(Referring expression data)
========
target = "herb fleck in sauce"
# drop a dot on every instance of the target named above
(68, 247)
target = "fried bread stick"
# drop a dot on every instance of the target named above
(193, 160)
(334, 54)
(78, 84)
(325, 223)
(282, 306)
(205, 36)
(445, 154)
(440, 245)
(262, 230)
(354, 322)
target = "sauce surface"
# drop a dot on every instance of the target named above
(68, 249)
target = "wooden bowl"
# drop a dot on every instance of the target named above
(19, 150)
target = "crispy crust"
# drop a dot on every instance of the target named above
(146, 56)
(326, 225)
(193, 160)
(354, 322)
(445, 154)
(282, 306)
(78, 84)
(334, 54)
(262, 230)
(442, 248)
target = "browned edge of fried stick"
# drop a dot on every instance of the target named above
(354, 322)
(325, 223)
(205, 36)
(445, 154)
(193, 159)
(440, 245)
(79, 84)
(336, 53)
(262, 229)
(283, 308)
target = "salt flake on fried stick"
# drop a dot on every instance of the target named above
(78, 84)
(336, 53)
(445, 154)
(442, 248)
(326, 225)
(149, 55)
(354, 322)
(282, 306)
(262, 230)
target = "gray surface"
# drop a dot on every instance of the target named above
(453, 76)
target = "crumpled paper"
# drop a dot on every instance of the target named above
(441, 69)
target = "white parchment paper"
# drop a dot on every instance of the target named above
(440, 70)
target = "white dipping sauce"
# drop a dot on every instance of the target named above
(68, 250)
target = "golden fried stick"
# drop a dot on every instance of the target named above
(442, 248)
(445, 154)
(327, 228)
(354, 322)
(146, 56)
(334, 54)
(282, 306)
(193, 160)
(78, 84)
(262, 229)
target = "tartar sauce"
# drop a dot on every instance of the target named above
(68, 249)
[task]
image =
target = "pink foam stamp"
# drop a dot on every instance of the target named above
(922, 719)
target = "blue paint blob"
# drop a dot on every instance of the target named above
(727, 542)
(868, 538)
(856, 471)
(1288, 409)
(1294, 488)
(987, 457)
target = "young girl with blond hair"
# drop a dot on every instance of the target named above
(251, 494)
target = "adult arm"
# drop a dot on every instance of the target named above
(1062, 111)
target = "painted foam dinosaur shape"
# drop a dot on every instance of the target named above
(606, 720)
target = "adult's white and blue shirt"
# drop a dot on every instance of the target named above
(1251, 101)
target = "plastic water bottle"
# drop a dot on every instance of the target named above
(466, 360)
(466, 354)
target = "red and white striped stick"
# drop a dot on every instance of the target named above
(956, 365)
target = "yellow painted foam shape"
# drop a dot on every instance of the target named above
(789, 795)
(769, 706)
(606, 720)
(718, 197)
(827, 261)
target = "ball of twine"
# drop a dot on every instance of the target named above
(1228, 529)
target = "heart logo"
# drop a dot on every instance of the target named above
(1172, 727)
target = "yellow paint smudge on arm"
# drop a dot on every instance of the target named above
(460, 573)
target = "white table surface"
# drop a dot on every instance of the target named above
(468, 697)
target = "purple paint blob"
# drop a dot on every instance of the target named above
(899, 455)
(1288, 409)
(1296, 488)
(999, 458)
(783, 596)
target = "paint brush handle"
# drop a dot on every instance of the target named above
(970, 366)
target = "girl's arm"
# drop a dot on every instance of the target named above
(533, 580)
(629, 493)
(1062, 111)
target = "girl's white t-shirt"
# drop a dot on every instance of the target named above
========
• [TASK GOAL]: Identify each line in the records above containing the word "fried"; copy those lines.

• [SOLUTION FOR THIS PROBLEM]:
target = "fried bread stick"
target = "browned edge of fried stick"
target = "salt flake on fried stick"
target = "golden fried stick"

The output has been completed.